** Begin Provided entries **

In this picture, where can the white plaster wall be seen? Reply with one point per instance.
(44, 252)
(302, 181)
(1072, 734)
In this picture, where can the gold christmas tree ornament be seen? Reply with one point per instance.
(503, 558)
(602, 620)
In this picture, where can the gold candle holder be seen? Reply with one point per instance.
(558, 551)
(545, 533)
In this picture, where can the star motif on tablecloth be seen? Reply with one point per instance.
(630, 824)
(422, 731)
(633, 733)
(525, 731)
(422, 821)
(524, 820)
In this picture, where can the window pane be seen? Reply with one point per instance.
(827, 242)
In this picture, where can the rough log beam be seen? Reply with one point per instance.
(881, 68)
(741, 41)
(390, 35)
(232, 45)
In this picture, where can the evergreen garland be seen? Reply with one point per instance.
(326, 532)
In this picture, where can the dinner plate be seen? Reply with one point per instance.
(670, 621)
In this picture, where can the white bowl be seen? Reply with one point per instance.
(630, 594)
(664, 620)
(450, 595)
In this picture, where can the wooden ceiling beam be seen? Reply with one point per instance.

** End Provided entries **

Repeat all entries. Match them exactly.

In this picture, where can the white plaster wall be seen? Reply with one point per instance.
(44, 252)
(302, 181)
(1072, 734)
In this picture, where can the gold christmas tree ornament be seen? Reply with one point per instance.
(503, 558)
(602, 620)
In this picture, where can the gold candle holder be seen? Reply with one point per instance.
(558, 551)
(545, 533)
In this picture, where can the star motif on tablecloth be seen? Reply with one point per instance.
(630, 824)
(422, 731)
(633, 733)
(525, 731)
(422, 821)
(524, 820)
In this picture, where can the window pane be seen? Reply with one point per instance.
(827, 242)
In this picture, where can the rough log beam be seen? Reply with one point per instance.
(881, 68)
(741, 41)
(390, 35)
(232, 45)
In this picture, where can the evergreen garland be seen? Reply with one point per instance.
(326, 532)
In this picture, where can the dinner plate be seen? Reply with one point per instance.
(670, 621)
In this picture, where can the white bowl be seen? Reply with one point per instance.
(630, 594)
(664, 620)
(450, 595)
In this picture, where can the wooden ceiling beam be seen? Reply with one point per instance.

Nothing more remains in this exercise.